DOCUMENT EXCERPT →
Benefits of Lithium Orotate

July 11th, 2016 by Loretta Lanphier, NP, BCTN, CN, CH, HHP

Benefits of Lithium Orotate

What comes to mind when you hear the words prescription lithium? Most people either think “mental illness” or about family/friends who have experienced the often worrisome side effects of pharmaceutical lithium carbonate. We’ve all heard the phrase “the dose makes the poison” and with lithium this is definitely the case. Let’s take a look at low dose lithium and the researched benefits of lithium orotate – a lesser known product. You may be surprised.

What is Lithium?

Lithium is a trace mineral much like sodium and potassium. It is a natural occurring mineral salt that we all need for optimal mental and physical health and is not a drug. The FDA approved lithium as a treatment for bipolar disorder in 1970. Unfortunately, as soon as the FDA approves a natural occurring nutrient for the treatment of a disease or health issue, it is forever referred to as a drug.

Lithium is classified as an essential micro-nutrient, meaning that all humans require lithium in small doses for optimum health.

High dose lithium carbonate (pharmaceutical) can depress dopamine release which tends to flatten elevated moods, while at much lower amounts lithium orotate can stimulate serotonin synthesis giving an antidepressant effect. Lithium carbonate, typically prescribed for anxiety, bi-polar disorder, and other mental health issues, exposes patients to high dose lithium and is associated with many harmful side effects, especially to the liver. In fact, using prescription lithium requires checking blood levels regularly.

Lithium was the original “up” ingredient in 7-UP soda until 1950.
The drink, which contained the compound lithium citrate, started selling  just two weeks before the stock market crashed in October 1929, kicking off the Great Depression.

AVAILABLE DATA →
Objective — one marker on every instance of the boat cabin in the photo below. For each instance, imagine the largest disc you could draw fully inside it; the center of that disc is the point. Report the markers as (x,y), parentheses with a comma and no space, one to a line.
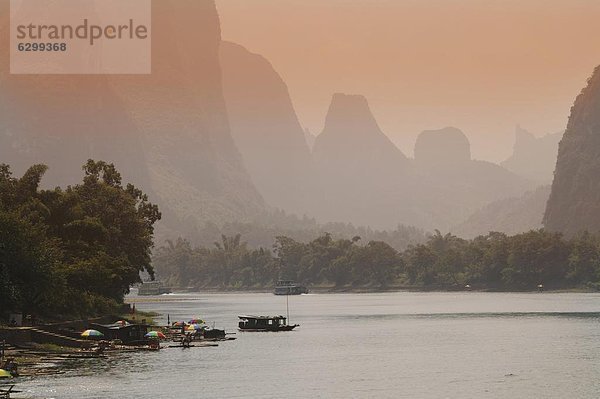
(128,334)
(263,323)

WHAT YOU NEED TO DO →
1. Summarize the lithium article in two sentences.
2. Extract the part of the lithium article that begins at the words "Lithium is classified" and stops after "soda until 1950.".
The listing comes from a separate source.

SOLUTION LIST →
1. The lithium article describes lithium as a naturally occurring trace mineral and essential micro-nutrient that all humans need in small doses, and it notes that the FDA approved lithium as a treatment for bipolar disorder in 1970. It contrasts high-dose pharmaceutical lithium carbonate, which can depress dopamine release and is associated with many harmful side effects, with lithium orotate, which at much lower amounts can stimulate serotonin synthesis and give an antidepressant effect.

2.
Lithium is classified as an essential micro-nutrient, meaning that all humans require lithium in small doses for optimum health.

High dose lithium carbonate (pharmaceutical) can depress dopamine release which tends to flatten elevated moods, while at much lower amounts lithium orotate can stimulate serotonin synthesis giving an antidepressant effect. Lithium carbonate, typically prescribed for anxiety, bi-polar disorder, and other mental health issues, exposes patients to high dose lithium and is associated with many harmful side effects, especially to the liver. In fact, using prescription lithium requires checking blood levels regularly.

Lithium was the original “up” ingredient in 7-UP soda until 1950.